EXCERPT TO READ:

§ §

John Dalrymple Edgar Holmes
Lt. Col. John Dalrymple Edgar Holmes (1867 - 2 March 1915) was a British veterinary scientist and bacteriologist who worked in India as Imperial Bacteriologist. He worked on the production of veterinary vaccines especially for rinderpest.
Holmes was born in 1867 to Reverend John Holmes at Tipperary, where he went to the local grammar school before going to Trinity College, Dublin. Graduating with a BA in 1890 he joined the Royal Veterinary College and qualified MRCVS in 1895 and joined the Army Veterinary Department. He was deputed to the Indian Civil Veterinary Department in 1900 and worked as an Assistant Bacteriologist at the Muktesar Laboratory. He went to Cambridge for studies and received a DSc in 1905 followed by work at the Pasteur Institute in Paris. He returned to India and served as a Professor of Sanitary Science at the Punjab Veterinary College in Lahore. He was appointed Imperial Bacteriologist in 1907 to succeed Alfred Lingard. In 1912 he was awarded the Steele Memorial Medal for his work in veterinary medicine. In 1913 he was made Companion of the Order of the Indian Empire.[1] His work in India included major studies on rinderpest.[2]
Holmes' writings included Veterinary Pharmacopoeia of Bazaar Drugs and Description of the Muktesar Laboratory and its Work. He died of a cerebral haemorrhage at Bareilly. He is commemorated at the Royal College of Veterinary Surgeons Memorial in Belgravia House, London.[1]
References
- ^ a b Matthews, Peter K.; Warwick, Colin M; Macdonald, Alastair A. (2016). "The war memorial and Roll-of-Honour of the Royal (Dick) school of veterinary studies" (PDF). Veterinary History. 18 (2): 117–243.
- ^ Holmes, J.D.E. (1904). "Some diseases complicating rinderpest among cattle of India" (PDF). Journal of Comparative Pathology and therapeutics. 17: 317–326. doi:10.1016/S0368-1742(04)80090-0.

§ §

THE DATA:
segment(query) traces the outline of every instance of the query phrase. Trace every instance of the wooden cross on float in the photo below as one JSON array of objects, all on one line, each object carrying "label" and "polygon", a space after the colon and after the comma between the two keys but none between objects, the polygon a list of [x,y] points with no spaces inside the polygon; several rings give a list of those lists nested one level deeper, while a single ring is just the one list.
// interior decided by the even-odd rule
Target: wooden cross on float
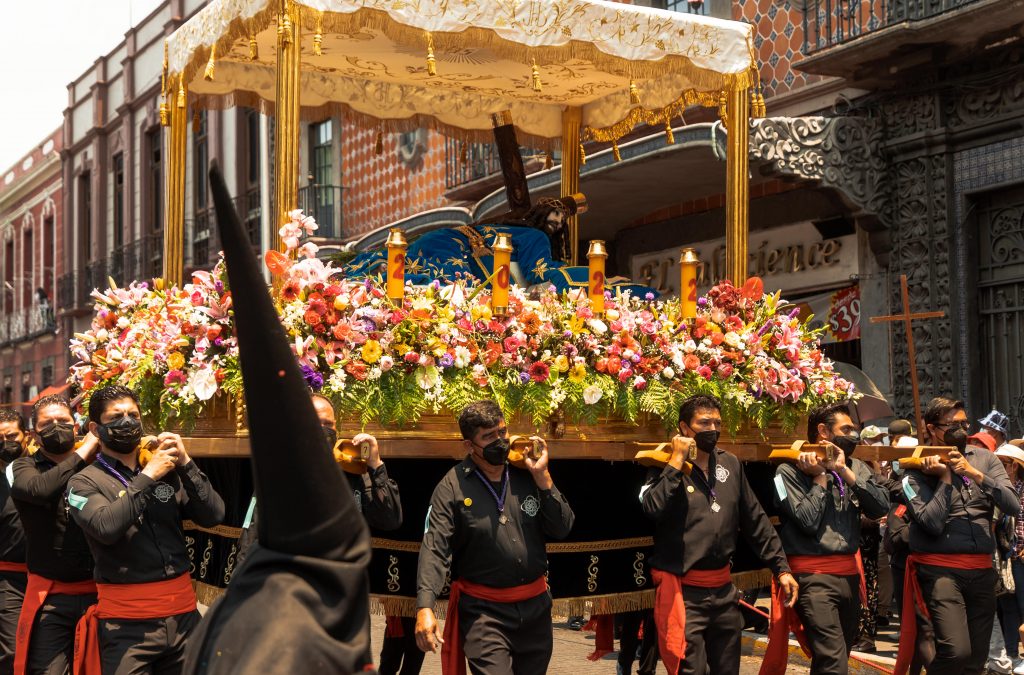
[{"label": "wooden cross on float", "polygon": [[906,288],[906,275],[899,277],[900,296],[903,300],[903,313],[890,314],[888,317],[871,317],[872,324],[885,324],[891,322],[903,322],[903,329],[906,332],[906,354],[910,367],[910,387],[913,390],[913,414],[918,422],[918,440],[922,441],[925,433],[924,419],[921,416],[921,390],[918,385],[918,352],[913,345],[913,330],[911,322],[921,319],[942,319],[946,315],[944,311],[919,311],[910,312],[910,293]]}]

§ §

Can you repeat the Holmes biography starting at "- ^ Holmes, J.D.E." and ending at "17: 317–326. doi:10.1016/S0368-1742(04)80090-0.", swapping "cattle" for "livestock"?

- ^ Holmes, J.D.E. (1904). "Some diseases complicating rinderpest among livestock of India" (PDF). Journal of Comparative Pathology and therapeutics. 17: 317–326. doi:10.1016/S0368-1742(04)80090-0.